* _WHAT THIS TASK INVOLVES_: Reproduce every one of the rows below without changing a single character.

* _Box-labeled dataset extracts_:
◆ ◆ ◆ ◆

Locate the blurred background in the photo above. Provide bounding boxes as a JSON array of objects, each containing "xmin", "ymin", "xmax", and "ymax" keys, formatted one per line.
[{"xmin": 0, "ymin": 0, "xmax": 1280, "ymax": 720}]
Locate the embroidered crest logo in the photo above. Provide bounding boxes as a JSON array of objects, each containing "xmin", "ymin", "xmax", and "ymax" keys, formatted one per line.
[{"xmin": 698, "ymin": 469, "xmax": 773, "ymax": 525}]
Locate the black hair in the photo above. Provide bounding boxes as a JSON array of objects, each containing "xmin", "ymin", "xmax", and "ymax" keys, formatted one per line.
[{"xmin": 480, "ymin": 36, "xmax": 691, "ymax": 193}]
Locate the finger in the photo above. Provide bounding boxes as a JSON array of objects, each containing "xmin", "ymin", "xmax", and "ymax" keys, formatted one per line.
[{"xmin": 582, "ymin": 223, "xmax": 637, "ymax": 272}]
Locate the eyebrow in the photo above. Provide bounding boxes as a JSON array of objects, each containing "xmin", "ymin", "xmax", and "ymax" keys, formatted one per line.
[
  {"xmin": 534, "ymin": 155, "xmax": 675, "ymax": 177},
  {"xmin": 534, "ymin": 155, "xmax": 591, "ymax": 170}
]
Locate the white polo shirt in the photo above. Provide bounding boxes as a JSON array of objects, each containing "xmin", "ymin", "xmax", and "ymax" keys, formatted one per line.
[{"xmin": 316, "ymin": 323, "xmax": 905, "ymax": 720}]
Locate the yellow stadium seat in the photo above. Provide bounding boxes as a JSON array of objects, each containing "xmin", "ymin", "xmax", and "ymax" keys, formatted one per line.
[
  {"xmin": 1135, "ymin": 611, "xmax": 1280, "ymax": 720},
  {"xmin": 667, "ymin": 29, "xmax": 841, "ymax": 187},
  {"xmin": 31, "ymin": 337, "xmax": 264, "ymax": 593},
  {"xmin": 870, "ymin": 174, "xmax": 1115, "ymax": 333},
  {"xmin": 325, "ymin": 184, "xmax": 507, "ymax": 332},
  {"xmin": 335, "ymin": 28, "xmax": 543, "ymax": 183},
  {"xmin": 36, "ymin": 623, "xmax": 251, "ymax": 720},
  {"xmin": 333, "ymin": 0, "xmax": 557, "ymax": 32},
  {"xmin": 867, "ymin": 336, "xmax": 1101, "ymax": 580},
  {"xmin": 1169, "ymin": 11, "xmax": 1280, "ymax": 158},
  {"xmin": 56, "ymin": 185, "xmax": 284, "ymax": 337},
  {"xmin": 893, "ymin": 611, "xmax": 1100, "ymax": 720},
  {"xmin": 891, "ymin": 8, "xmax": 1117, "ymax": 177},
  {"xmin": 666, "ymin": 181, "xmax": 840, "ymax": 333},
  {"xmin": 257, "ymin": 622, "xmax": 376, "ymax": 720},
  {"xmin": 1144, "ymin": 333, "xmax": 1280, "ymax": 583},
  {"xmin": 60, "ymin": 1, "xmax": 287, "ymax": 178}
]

◆ ◆ ◆ ◆

* _SOLUTION_:
Locate the blurred background in the photo above. Provide bounding boxes as a JSON array of objects, each containing "xmin", "ymin", "xmax", and "ymax" keys, formatted one per line.
[{"xmin": 0, "ymin": 0, "xmax": 1280, "ymax": 720}]
Locate the embroidered crest logo in the photo above. Provide bounding boxes as a JSON array of objects, each containing "xmin", "ymin", "xmax", and "ymax" keys, formatted one per line.
[{"xmin": 698, "ymin": 469, "xmax": 773, "ymax": 525}]
Locate the black hair in the photo above. Provide bounding boxes as a JSON array of objects, each containing "xmin", "ymin", "xmax", and "ymax" keys, formatted one per line.
[{"xmin": 480, "ymin": 36, "xmax": 691, "ymax": 193}]
Locate the finger in the photo above. Provide bounding boxes as a JSON array of objects, each containing "xmin", "ymin", "xmax", and "ymax" keys, formatted one per line.
[{"xmin": 582, "ymin": 223, "xmax": 637, "ymax": 272}]
Locate the eyebrow in the photo above. Provide bounding boxes as a JSON array of objects, each containing "xmin", "ymin", "xmax", and "ymax" keys, formatted one per line.
[
  {"xmin": 534, "ymin": 155, "xmax": 675, "ymax": 177},
  {"xmin": 534, "ymin": 155, "xmax": 591, "ymax": 170}
]
Locate the white polo shirt in the photo above. Provide bounding boxes as a JSON array of objects, each containing "xmin", "ymin", "xmax", and "ymax" keys, formatted one per line.
[{"xmin": 316, "ymin": 323, "xmax": 905, "ymax": 720}]
Locate the yellow stadium seat in the photo above. Provide bounding boxes as a JSON array of objects, each containing "xmin", "ymin", "xmax", and "ymax" keys, formatted one per line.
[
  {"xmin": 1135, "ymin": 611, "xmax": 1280, "ymax": 720},
  {"xmin": 667, "ymin": 29, "xmax": 841, "ymax": 187},
  {"xmin": 31, "ymin": 337, "xmax": 264, "ymax": 593},
  {"xmin": 870, "ymin": 174, "xmax": 1115, "ymax": 333},
  {"xmin": 325, "ymin": 184, "xmax": 507, "ymax": 332},
  {"xmin": 335, "ymin": 28, "xmax": 543, "ymax": 183},
  {"xmin": 36, "ymin": 623, "xmax": 251, "ymax": 720},
  {"xmin": 333, "ymin": 0, "xmax": 557, "ymax": 32},
  {"xmin": 867, "ymin": 336, "xmax": 1101, "ymax": 580},
  {"xmin": 1169, "ymin": 11, "xmax": 1280, "ymax": 158},
  {"xmin": 56, "ymin": 185, "xmax": 284, "ymax": 337},
  {"xmin": 893, "ymin": 611, "xmax": 1100, "ymax": 720},
  {"xmin": 891, "ymin": 8, "xmax": 1117, "ymax": 177},
  {"xmin": 666, "ymin": 181, "xmax": 840, "ymax": 333},
  {"xmin": 257, "ymin": 622, "xmax": 376, "ymax": 720},
  {"xmin": 1144, "ymin": 333, "xmax": 1280, "ymax": 583},
  {"xmin": 60, "ymin": 1, "xmax": 287, "ymax": 178}
]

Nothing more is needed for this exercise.